**** DATA SHOWN ****
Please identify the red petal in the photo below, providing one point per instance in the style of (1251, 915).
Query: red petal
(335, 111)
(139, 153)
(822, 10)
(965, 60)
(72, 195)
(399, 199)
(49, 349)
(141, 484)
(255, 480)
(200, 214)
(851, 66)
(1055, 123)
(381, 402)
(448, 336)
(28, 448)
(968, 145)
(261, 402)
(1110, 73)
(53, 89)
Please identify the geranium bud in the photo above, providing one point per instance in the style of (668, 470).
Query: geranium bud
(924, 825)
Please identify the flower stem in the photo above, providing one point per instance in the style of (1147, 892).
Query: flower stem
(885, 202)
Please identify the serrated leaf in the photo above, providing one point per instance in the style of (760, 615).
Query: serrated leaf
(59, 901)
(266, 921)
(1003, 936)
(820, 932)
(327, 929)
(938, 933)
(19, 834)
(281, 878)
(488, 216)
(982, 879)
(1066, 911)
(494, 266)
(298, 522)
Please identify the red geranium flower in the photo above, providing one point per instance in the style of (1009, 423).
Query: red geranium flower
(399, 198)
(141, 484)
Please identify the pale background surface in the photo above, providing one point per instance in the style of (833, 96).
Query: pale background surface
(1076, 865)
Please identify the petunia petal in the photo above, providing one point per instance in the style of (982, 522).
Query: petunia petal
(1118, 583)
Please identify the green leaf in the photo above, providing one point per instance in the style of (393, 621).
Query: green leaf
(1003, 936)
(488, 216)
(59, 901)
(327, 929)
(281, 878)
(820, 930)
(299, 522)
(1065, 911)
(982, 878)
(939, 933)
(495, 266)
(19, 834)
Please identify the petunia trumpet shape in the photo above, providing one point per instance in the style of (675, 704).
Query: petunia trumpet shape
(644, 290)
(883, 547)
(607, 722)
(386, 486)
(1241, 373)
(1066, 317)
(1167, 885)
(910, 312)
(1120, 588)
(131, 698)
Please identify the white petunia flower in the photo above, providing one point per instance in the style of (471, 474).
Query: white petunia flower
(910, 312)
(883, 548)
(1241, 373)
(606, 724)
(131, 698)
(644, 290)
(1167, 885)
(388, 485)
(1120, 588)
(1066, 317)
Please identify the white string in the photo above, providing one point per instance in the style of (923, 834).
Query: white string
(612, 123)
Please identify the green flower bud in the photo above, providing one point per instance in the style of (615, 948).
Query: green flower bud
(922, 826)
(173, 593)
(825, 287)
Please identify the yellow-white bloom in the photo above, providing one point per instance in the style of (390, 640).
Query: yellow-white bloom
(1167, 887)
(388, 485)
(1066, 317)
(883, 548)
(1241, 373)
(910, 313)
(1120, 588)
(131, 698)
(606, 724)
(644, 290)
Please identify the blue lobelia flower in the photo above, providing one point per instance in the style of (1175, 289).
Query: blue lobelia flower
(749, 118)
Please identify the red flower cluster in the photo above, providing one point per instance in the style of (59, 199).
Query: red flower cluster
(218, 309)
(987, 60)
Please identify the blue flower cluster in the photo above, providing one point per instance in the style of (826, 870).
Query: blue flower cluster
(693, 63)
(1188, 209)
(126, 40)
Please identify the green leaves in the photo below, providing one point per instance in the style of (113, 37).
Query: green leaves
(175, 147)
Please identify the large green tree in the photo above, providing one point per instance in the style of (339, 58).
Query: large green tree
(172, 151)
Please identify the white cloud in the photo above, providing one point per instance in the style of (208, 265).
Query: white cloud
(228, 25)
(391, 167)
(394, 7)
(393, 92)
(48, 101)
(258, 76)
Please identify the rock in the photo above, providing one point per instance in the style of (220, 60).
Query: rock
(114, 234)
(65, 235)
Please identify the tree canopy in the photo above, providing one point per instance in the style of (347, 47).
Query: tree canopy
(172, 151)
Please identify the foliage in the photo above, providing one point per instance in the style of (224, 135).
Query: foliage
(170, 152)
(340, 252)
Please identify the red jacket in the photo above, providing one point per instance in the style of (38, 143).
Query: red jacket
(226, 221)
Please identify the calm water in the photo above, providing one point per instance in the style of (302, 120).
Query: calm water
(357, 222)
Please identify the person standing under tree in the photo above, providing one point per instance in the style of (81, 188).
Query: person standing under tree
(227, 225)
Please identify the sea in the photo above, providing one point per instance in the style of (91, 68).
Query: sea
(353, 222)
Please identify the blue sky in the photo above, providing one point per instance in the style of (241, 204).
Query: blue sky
****
Would you quote, exactly and only, the lines from the one containing "Please identify the calm" to the end of the entries?

## RESULT FOR THIS TASK
Please identify the calm water in the photo above, providing one point per instance in the style of (302, 120).
Query: calm water
(357, 222)
Please identify the person standing under tree in the photo above, providing one point per instance in the style of (81, 188).
Query: person standing under tree
(227, 225)
Please identify the sea in the photo above, providing one point per instance in the style of (91, 68).
Query: sea
(353, 222)
Please identify the blue sky in the photo above, providing one point per instance in the style of (241, 204).
Query: blue sky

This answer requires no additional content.